BEGIN Page text

It’s been 21 days since I publicly resolved not to drink alcohol for 30 days. Three weeks in to the exercise and I’m feeling great. It hasn’t been without challenges, but over the past few weeks, those challenges have diminished.
Rarely do I find that I’m thinking about taking a drink at the end of the day, and when I do, it passes quickly. I haven’t had any headaches since the first week. My sleep has continued to improve. I get a full night’s sleep most nights, with only the occasional need to get up for a bathroom visit. I am finding that I wake a lot earlier on my own, because I have to pee. But I feel rested and pretty much ready to get out of bed.
I expected my weight to drop significantly. That has not happened. I suspect this is because I also kicked up my training for my MS ride at the same time. As a result, I believe I’ve dropped pounds in fat but put them back on as muscle. I’ll take muscle weight over fat any day.
I’m significantly more present and available to my family. The irritability seems to have passed. I find that I’m more in tune with Mr. Grey and communicating better with Mrs. TKD. I’m increasingly hopeful and happy about things, with a new sense of freedom.
So, I’m headed into the next week and I’ll have some decisions to make. On day one, I was pretty sure that if I made it to 30 days, I’d have a drink on day 31. Now, I’m not so sure. There’s a part of me that’s still looking forward to being able to have a beer socially, but there’s also a part of me that’s afraid of not being able to do that – not being able to keep consumption in check and throwing away several weeks of positive change and energy.
It’s a healthy fear.
It’s been two full weeks since I made the decision to give up alcohol for 30 days. Not only that, but it’s been two full weeks since I had a drink. Yesterday, I noticed that I was not thinking about having a drink at the end of the day. This wasn’t the first time in the past two weeks where I didn’t have a strong desire for a drink after work, but it was the first time that I noticed that I didn’t have that desire. I can only describe that feeling with one word:
I felt free. I feel free. Free to do things that I couldn’t do before.
I never drove after drinking, that was a cardinal rule. Consequently, if something came up after dinner which required getting behind the wheel it usually had to wait. Or, I’d ask Mrs. TKD to run the errand for me, which wasn’t fair to her. Last night, when I wanted to have some ice cream, but found that the freezer was empty, I went out to the store. Remarkably simple, but wonderfully exhilarating because I could actually do it.

END Page text

**What is required**
Repeat, word for word, the part of the post about a month without alcohol that starts at "I expected my" and ends after "fat any day.".

BEGIN Material provided

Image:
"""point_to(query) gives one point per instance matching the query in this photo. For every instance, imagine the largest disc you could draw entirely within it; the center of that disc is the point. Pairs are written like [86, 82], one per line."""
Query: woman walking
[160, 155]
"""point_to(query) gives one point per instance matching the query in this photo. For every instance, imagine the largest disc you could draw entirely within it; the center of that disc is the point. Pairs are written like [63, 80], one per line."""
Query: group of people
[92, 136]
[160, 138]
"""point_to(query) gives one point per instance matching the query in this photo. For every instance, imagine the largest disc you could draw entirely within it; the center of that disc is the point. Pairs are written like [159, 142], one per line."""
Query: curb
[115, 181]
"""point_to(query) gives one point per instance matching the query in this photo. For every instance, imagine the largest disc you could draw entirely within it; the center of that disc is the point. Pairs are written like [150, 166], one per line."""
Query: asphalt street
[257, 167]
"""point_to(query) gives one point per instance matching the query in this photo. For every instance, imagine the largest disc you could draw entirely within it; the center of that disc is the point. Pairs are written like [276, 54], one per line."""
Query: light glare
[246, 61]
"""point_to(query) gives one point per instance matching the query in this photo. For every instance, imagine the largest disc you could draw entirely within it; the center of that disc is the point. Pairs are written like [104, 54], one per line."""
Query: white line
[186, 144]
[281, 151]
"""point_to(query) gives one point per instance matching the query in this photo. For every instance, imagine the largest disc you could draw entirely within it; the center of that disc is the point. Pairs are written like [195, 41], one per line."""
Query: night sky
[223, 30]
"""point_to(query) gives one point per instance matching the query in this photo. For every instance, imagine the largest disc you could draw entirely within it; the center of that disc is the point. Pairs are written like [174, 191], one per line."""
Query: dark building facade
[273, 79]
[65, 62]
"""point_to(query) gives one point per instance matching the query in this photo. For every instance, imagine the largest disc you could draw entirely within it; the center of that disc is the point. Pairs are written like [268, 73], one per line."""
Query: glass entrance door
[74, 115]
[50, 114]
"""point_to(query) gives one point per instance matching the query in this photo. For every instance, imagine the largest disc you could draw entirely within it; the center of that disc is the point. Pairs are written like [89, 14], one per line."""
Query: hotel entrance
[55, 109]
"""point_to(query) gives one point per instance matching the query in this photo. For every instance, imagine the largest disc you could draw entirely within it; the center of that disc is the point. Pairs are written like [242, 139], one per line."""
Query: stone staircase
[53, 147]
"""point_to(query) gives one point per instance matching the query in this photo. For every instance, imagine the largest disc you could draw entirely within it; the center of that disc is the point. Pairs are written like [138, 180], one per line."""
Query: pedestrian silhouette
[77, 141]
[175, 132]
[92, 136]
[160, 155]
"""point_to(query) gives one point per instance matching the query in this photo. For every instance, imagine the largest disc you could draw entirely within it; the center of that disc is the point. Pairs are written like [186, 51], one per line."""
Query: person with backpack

END Material provided

**Completed task**
I expected my weight to drop significantly. That has not happened. I suspect this is because I also kicked up my training for my MS ride at the same time. As a result, I believe I’ve dropped pounds in fat but put them back on as muscle. I’ll take muscle weight over fat any day.